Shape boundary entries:
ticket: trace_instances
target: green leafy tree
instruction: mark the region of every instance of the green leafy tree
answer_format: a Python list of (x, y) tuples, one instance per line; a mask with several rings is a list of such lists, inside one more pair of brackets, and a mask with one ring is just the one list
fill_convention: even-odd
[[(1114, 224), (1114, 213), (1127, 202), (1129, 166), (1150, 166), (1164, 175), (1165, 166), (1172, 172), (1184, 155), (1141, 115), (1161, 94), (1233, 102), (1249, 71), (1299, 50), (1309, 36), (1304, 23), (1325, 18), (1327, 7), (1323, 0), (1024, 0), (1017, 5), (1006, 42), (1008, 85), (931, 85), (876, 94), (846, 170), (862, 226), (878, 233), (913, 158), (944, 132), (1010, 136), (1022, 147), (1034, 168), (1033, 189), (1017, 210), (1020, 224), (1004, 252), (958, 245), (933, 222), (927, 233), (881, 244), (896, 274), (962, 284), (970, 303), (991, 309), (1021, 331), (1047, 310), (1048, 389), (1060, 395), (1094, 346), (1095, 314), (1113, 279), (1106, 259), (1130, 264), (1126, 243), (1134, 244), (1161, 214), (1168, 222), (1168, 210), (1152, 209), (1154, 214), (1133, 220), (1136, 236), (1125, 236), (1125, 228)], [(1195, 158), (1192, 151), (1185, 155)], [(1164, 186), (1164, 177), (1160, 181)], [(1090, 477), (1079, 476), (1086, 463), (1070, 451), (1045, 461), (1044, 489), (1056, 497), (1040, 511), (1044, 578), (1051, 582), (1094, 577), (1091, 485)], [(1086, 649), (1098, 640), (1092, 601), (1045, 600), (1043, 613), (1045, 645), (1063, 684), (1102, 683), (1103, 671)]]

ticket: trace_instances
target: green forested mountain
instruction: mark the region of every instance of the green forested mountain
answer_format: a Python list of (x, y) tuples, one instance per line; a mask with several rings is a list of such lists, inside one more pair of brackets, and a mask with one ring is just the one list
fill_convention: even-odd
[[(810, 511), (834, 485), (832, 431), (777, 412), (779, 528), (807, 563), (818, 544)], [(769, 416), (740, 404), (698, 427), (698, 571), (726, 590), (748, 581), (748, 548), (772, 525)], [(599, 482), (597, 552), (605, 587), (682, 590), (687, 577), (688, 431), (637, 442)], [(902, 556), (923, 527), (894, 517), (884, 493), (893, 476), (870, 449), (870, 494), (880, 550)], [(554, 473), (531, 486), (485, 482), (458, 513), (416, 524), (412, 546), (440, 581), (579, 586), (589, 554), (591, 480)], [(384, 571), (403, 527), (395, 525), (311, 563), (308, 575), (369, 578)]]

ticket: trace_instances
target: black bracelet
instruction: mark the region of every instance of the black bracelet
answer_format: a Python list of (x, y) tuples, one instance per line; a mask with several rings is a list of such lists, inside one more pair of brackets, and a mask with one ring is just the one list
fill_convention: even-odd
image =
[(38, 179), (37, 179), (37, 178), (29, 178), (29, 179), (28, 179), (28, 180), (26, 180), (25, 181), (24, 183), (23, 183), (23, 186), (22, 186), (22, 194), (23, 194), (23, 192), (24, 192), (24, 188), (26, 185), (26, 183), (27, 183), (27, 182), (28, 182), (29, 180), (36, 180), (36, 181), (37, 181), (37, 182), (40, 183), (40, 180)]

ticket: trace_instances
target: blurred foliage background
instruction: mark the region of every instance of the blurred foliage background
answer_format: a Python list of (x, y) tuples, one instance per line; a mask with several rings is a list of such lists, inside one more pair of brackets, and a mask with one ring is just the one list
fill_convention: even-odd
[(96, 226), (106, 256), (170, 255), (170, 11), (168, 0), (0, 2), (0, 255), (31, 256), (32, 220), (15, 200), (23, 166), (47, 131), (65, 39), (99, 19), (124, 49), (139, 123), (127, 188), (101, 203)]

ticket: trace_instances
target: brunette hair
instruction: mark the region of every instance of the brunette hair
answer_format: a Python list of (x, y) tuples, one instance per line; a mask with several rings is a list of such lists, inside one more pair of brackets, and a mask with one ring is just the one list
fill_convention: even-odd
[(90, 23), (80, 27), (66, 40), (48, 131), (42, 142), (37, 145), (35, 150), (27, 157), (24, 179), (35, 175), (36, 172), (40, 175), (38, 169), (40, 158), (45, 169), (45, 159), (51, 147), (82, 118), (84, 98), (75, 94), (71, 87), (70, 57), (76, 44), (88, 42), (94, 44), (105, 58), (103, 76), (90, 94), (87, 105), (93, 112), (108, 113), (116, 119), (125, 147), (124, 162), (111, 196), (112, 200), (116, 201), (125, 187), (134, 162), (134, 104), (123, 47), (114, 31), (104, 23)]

What you need to do: Reproduce every row above word for word, changing nothing.

Result for this exercise:
ticket: trace_instances
target: green leafy tree
instruction: mark the region of every instance of the green leafy tree
answer_format: a Python list of (x, y) tuples, one instance per line; a mask with several rings is a list of such lists, inside one more pair of brackets, and a mask with one ring is just the one list
fill_convention: even-odd
[[(1114, 224), (1114, 213), (1127, 202), (1129, 166), (1150, 166), (1164, 175), (1165, 166), (1172, 172), (1184, 155), (1141, 115), (1161, 94), (1233, 102), (1249, 71), (1299, 50), (1309, 36), (1304, 23), (1325, 18), (1327, 7), (1323, 0), (1024, 0), (1017, 5), (1006, 42), (1008, 85), (931, 85), (876, 94), (846, 170), (862, 226), (878, 233), (913, 158), (944, 132), (1010, 136), (1022, 147), (1034, 168), (1033, 189), (1017, 210), (1020, 224), (1004, 252), (958, 245), (933, 222), (927, 233), (881, 244), (896, 274), (962, 284), (970, 303), (991, 309), (1021, 331), (1047, 310), (1048, 389), (1060, 395), (1094, 346), (1095, 314), (1113, 279), (1106, 259), (1130, 264), (1126, 243), (1134, 244), (1161, 214), (1168, 222), (1168, 210), (1152, 209), (1154, 214), (1133, 220), (1136, 236), (1125, 236), (1125, 228)], [(1195, 158), (1192, 151), (1185, 155)], [(1164, 186), (1164, 177), (1160, 181)], [(1090, 477), (1079, 476), (1086, 463), (1070, 451), (1045, 461), (1044, 489), (1056, 497), (1040, 511), (1044, 578), (1051, 582), (1094, 577), (1091, 485)], [(1086, 649), (1098, 640), (1092, 601), (1045, 600), (1043, 613), (1045, 645), (1063, 684), (1102, 683), (1103, 671)]]

ticket: trace_instances
target: green forested mountain
instruction: mark the region of every instance of the green forested mountain
answer_format: a Python list of (x, y) tuples, one instance per line; a mask with several rings is a list of such lists, inside one more pair of brackets, and a mask with one ring is just the one list
fill_convention: even-odd
[[(810, 511), (834, 485), (832, 431), (777, 412), (779, 528), (807, 563), (818, 544)], [(769, 416), (740, 404), (698, 427), (698, 571), (726, 590), (748, 581), (748, 548), (772, 525)], [(599, 482), (597, 552), (605, 587), (682, 590), (687, 577), (688, 431), (637, 442)], [(902, 556), (923, 527), (894, 517), (884, 493), (893, 476), (870, 449), (870, 494), (880, 550)], [(554, 473), (531, 486), (485, 482), (458, 513), (416, 524), (412, 546), (440, 581), (579, 586), (589, 554), (591, 480)], [(384, 571), (403, 527), (395, 525), (311, 563), (308, 575), (369, 578)]]

ticket: trace_instances
target: black bracelet
instruction: mark the region of every instance of the black bracelet
answer_format: a Python list of (x, y) tuples, one instance per line; a mask with several rings is a list of such lists, inside one more pair of brackets, and a mask with one ring is just the one list
fill_convention: even-odd
image =
[(38, 179), (37, 179), (37, 178), (29, 178), (29, 179), (28, 179), (28, 180), (26, 180), (25, 181), (24, 183), (23, 183), (23, 186), (22, 186), (22, 194), (23, 194), (23, 192), (24, 192), (24, 188), (26, 185), (26, 183), (27, 183), (27, 182), (28, 182), (29, 180), (36, 180), (36, 181), (37, 181), (37, 182), (40, 183), (40, 180)]

ticket: trace_instances
target: blurred foliage background
instruction: mark the region of every instance of the blurred foliage background
answer_format: a Python list of (x, y) tuples, one instance per line; a mask with several rings is a list of such lists, inside one more pair of brackets, and a mask with one ring is just the one list
fill_convention: even-odd
[(96, 226), (106, 256), (170, 255), (170, 11), (168, 0), (0, 2), (0, 255), (31, 256), (32, 220), (15, 200), (23, 166), (47, 131), (65, 39), (99, 19), (124, 49), (139, 123), (127, 188), (101, 203)]

ticket: trace_instances
target: brunette hair
instruction: mark the region of every instance of the brunette hair
answer_format: a Python list of (x, y) tuples, one instance per line; a mask with several rings is a list of such lists, inside one more pair of brackets, and a mask with one ring is just the one list
fill_convention: even-odd
[(90, 23), (80, 27), (66, 40), (48, 131), (42, 142), (37, 145), (35, 150), (27, 157), (24, 179), (35, 175), (36, 172), (40, 175), (38, 169), (40, 158), (45, 169), (45, 159), (51, 147), (82, 118), (84, 98), (75, 94), (71, 87), (70, 57), (76, 44), (88, 42), (94, 44), (105, 58), (103, 76), (90, 94), (87, 105), (93, 112), (108, 113), (116, 119), (125, 147), (124, 162), (111, 196), (112, 200), (116, 201), (125, 187), (134, 162), (134, 104), (123, 47), (114, 31), (104, 23)]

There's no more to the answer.